(Records for the exercise begins)

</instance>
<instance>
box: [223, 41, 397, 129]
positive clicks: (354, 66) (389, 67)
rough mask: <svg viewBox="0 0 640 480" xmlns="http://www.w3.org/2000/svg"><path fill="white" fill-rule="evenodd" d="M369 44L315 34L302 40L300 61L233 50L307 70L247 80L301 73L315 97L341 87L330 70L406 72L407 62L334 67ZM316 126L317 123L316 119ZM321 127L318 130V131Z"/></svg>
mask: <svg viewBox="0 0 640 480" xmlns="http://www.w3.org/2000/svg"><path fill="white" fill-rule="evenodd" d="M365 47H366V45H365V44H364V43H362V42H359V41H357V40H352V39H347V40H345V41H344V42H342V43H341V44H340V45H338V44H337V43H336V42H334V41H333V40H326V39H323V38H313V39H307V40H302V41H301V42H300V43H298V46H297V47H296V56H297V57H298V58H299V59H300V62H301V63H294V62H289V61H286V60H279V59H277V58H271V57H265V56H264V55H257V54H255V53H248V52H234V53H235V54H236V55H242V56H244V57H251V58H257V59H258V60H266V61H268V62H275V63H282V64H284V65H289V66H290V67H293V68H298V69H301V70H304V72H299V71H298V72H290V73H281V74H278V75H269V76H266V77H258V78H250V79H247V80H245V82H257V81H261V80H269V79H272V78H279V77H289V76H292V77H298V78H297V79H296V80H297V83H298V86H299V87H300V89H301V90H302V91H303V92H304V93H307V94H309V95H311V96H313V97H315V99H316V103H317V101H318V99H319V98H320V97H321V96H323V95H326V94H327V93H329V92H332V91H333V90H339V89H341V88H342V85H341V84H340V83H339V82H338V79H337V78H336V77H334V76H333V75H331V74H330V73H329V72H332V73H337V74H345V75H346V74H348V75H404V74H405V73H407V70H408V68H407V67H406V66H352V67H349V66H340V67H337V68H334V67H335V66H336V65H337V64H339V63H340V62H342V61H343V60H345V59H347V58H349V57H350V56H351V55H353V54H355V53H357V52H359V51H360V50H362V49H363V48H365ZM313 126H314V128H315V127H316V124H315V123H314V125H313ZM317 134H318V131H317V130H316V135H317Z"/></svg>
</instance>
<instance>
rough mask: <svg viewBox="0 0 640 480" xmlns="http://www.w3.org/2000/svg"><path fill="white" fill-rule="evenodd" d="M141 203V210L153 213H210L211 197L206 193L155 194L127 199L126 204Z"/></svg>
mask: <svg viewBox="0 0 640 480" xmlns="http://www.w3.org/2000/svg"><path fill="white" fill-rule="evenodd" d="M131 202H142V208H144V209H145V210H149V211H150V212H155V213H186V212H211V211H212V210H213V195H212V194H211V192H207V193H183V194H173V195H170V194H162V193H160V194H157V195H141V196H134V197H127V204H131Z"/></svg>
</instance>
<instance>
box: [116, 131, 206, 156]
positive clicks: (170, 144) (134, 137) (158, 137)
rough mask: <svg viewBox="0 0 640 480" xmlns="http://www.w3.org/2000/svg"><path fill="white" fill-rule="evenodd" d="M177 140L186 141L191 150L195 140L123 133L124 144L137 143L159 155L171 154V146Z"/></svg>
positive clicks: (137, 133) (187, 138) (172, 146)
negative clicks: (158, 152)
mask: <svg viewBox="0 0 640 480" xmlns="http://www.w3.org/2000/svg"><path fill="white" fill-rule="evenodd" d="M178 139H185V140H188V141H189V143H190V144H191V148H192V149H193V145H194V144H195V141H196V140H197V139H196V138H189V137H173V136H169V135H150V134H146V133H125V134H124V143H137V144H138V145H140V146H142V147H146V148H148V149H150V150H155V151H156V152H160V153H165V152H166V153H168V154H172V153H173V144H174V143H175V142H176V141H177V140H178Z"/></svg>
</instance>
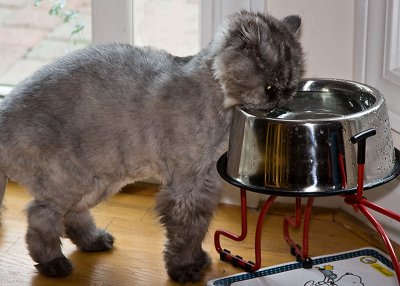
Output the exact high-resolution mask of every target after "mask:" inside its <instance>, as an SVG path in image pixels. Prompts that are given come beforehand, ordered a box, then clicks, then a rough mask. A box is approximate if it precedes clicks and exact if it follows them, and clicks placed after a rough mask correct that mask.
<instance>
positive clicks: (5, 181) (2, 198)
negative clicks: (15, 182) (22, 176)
mask: <svg viewBox="0 0 400 286" xmlns="http://www.w3.org/2000/svg"><path fill="white" fill-rule="evenodd" d="M6 185H7V176H6V174H4V173H3V172H2V171H1V170H0V219H1V213H2V210H3V206H2V204H3V199H4V193H5V192H6ZM0 224H1V220H0Z"/></svg>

(Records for the exercise ends)

* Exercise *
Render the part of the rows that runs from their beginning through the line containing "positive clicks: (354, 66) (389, 67)" as a Markdown table with columns Index and Line. Number each line and leave out blank lines.

* Response box *
| Index | Line |
|---|---|
| 1 | </instance> |
| 2 | <instance> |
| 3 | box: [223, 41, 397, 129] |
| 4 | positive clicks: (354, 66) (389, 67) |